Data supplied: Begin
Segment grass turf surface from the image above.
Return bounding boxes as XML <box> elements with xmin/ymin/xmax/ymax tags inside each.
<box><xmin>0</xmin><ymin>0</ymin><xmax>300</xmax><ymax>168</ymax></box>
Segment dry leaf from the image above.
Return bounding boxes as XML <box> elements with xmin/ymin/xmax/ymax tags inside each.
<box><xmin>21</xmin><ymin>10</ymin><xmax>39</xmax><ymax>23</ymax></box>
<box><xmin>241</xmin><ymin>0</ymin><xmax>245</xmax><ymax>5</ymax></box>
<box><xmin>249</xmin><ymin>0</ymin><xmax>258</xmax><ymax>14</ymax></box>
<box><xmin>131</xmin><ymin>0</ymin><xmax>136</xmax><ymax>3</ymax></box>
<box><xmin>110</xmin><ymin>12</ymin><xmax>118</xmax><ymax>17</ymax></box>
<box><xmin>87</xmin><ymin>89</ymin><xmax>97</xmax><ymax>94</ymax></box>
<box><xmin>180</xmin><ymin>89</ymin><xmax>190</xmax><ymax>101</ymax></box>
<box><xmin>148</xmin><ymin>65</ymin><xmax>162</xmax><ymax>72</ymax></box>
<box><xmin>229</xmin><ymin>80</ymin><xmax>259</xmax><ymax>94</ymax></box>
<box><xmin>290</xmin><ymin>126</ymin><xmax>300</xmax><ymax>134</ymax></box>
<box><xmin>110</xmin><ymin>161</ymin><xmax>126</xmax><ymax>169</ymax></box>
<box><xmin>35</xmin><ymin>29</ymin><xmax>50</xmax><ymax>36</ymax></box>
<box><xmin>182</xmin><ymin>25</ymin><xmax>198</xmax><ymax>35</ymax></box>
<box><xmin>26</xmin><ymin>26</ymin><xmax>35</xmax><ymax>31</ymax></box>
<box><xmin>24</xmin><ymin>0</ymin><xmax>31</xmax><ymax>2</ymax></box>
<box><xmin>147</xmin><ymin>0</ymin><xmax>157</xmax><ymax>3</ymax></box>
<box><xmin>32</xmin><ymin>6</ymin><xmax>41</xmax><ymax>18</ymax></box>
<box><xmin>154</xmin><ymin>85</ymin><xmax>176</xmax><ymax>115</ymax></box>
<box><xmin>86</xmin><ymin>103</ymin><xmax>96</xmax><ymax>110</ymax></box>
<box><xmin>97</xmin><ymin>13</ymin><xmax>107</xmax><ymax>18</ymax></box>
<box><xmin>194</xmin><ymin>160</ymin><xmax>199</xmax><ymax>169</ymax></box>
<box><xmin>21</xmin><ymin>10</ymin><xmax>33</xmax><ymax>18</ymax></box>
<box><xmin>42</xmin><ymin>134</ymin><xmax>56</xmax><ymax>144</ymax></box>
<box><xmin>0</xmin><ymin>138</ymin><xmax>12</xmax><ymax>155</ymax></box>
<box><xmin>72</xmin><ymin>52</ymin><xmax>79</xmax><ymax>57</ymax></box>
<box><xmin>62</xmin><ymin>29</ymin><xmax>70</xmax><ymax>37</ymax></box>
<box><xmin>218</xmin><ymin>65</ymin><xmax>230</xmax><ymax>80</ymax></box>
Data supplied: End
Exercise details:
Print the lines above, unchanged, from the start of the records to the line with "Segment dry leaf from the image above.", including that final line.

The completed task:
Segment grass turf surface from the image above.
Return bounding boxes as XML <box> elements with xmin/ymin/xmax/ymax tags inside each.
<box><xmin>0</xmin><ymin>0</ymin><xmax>300</xmax><ymax>168</ymax></box>
Segment dry leaf from the image above.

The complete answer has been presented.